Given problem
Find every line in the items below that contains the word "reflection" and copy each of those lines in full.

Given records

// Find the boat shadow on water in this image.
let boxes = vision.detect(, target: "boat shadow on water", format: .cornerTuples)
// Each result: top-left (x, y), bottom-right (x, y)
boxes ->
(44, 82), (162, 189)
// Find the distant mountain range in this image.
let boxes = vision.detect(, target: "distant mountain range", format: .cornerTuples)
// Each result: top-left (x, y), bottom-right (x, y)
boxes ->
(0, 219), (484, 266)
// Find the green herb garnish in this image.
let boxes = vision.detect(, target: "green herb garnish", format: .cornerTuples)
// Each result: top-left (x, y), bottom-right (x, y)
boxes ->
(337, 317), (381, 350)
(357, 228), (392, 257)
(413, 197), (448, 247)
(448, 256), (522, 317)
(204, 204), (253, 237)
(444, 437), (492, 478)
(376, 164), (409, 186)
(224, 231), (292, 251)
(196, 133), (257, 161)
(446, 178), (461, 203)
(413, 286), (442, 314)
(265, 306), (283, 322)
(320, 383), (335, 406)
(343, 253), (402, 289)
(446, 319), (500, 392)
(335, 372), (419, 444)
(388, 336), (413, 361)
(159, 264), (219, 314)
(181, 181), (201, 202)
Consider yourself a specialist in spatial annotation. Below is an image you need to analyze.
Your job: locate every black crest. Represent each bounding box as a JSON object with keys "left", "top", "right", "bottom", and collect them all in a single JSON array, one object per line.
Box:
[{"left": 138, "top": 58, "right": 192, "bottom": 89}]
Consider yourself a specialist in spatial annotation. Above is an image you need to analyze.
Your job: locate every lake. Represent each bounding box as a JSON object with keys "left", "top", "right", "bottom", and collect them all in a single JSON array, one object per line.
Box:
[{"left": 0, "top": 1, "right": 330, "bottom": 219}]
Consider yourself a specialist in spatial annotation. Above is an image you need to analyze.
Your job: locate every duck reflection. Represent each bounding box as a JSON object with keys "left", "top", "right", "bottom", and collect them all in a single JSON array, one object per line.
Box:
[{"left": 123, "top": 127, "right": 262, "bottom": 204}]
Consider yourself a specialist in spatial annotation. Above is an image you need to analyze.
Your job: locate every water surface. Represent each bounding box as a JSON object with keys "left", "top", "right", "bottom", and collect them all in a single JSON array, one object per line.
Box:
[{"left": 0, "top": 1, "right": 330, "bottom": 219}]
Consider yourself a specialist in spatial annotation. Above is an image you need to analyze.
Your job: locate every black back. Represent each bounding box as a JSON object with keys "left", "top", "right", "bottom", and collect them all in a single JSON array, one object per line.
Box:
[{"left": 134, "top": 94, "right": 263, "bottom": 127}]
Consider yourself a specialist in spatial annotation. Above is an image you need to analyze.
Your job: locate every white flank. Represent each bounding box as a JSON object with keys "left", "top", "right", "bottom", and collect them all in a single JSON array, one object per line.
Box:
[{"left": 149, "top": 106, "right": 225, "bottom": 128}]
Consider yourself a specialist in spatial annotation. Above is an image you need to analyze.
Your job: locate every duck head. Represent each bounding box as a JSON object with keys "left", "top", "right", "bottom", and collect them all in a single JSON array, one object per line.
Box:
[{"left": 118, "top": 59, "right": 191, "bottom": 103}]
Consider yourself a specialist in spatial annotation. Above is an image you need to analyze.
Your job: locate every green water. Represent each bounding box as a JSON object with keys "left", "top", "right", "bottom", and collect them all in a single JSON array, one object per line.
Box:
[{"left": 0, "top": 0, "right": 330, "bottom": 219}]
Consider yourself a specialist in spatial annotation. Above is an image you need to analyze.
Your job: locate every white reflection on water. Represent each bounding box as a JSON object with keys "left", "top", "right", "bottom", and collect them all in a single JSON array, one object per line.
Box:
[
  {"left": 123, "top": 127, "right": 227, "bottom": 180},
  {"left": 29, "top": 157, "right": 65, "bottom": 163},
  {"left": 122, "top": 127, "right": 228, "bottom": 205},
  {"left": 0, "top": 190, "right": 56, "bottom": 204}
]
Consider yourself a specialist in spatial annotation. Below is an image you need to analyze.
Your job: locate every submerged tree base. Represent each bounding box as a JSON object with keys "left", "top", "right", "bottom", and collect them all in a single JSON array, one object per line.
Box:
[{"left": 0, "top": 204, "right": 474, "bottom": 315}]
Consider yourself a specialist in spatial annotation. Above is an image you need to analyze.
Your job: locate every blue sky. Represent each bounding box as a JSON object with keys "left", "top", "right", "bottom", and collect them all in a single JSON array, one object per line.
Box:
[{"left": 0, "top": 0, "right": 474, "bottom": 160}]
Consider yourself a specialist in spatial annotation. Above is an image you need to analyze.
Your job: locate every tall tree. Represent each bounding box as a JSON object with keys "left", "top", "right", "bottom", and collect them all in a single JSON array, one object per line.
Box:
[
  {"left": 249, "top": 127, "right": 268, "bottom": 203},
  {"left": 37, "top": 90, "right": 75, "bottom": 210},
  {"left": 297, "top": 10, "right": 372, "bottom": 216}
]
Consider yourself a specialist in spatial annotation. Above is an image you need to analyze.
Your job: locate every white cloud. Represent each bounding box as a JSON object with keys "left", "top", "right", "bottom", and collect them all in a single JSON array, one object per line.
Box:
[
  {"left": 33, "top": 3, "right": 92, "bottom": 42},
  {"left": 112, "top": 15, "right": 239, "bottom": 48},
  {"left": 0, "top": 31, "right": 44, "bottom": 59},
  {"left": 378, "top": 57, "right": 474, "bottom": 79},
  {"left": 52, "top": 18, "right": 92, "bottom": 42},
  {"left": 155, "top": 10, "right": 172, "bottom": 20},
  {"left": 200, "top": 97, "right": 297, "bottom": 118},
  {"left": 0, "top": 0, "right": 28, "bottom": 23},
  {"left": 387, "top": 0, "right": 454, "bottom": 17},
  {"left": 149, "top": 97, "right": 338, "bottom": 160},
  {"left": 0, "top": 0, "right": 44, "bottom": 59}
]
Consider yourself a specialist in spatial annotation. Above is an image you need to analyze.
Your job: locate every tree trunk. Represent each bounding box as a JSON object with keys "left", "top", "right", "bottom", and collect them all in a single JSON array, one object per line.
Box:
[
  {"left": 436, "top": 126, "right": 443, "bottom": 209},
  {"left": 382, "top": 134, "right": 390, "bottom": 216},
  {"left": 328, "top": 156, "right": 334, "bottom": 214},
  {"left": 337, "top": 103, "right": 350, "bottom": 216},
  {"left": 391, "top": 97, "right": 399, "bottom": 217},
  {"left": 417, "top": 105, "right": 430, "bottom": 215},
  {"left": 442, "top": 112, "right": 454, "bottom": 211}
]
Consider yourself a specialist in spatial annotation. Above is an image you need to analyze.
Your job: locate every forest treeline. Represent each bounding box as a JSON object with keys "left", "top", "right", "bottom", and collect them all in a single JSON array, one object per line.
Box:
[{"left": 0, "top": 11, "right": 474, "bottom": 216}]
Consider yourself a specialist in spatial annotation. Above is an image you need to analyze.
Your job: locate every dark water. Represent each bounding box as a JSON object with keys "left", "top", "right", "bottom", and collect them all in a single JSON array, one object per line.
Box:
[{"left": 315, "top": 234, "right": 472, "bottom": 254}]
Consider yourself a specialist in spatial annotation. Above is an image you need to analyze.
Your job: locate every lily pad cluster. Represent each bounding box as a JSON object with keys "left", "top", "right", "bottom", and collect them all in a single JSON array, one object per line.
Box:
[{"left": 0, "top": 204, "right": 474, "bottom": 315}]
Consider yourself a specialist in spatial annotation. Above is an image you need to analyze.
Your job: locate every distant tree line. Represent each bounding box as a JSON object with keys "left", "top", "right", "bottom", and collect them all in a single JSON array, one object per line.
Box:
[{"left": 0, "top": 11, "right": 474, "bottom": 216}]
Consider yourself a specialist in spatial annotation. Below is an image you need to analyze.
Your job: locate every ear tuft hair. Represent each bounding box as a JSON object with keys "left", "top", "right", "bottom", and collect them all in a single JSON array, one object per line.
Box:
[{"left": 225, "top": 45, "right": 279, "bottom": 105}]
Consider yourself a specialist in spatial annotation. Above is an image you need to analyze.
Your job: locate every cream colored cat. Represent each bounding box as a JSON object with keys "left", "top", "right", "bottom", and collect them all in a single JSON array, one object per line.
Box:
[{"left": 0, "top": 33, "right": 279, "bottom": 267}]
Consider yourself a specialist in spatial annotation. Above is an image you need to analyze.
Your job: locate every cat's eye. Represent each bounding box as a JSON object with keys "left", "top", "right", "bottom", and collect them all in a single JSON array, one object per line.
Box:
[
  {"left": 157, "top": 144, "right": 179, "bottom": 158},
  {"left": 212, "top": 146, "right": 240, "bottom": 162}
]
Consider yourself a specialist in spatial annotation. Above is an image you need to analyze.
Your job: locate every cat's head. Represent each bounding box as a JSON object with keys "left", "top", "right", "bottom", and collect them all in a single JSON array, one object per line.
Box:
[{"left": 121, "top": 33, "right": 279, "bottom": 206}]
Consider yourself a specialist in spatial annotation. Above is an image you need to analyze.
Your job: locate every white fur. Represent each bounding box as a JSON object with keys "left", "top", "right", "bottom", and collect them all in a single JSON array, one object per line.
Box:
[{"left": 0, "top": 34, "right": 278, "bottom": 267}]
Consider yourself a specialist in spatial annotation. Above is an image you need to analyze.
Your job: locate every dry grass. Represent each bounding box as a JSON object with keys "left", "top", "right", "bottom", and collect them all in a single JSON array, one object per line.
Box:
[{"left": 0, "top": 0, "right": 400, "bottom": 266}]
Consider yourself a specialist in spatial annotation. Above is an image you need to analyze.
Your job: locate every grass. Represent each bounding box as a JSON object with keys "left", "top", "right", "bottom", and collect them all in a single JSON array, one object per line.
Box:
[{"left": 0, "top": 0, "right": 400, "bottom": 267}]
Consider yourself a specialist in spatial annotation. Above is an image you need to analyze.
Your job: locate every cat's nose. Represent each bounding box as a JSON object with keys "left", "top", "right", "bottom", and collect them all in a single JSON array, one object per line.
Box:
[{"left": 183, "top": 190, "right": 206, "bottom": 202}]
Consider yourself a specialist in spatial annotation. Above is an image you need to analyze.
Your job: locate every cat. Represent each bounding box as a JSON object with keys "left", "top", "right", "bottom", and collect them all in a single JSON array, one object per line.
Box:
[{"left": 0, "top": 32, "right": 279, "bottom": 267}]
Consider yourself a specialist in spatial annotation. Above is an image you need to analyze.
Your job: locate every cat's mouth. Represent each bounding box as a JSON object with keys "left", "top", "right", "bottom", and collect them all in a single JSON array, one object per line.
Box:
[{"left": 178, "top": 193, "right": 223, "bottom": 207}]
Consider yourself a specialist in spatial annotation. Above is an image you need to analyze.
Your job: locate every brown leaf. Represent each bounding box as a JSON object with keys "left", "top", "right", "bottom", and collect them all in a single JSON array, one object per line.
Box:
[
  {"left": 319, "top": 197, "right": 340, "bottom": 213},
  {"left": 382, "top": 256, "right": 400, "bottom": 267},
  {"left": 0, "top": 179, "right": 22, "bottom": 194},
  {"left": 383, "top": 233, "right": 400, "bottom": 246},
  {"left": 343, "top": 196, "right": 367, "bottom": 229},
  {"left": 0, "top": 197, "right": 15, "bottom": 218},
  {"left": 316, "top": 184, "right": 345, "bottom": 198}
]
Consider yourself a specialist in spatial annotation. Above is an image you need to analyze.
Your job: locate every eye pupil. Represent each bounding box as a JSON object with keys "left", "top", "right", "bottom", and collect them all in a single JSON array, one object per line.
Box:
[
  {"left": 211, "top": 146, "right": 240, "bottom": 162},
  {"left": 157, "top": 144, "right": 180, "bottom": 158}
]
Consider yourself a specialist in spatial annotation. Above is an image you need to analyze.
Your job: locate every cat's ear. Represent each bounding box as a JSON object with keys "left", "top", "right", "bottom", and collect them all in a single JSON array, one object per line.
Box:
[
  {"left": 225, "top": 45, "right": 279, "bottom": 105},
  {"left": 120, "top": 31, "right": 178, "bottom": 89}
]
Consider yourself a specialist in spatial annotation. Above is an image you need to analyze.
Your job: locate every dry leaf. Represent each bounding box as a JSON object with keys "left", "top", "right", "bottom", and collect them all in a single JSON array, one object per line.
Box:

Solution for this task
Your job: locate every duck reflection. Represent each bounding box as a JSON object with keys "left", "top", "right", "bottom", and collect them all in a single JSON array, one object per line.
Your job: locate every white reflection on water. Represent each bounding box as a JSON object with keys "left", "top", "right", "bottom", and collect them all in a single JSON array, one object per line.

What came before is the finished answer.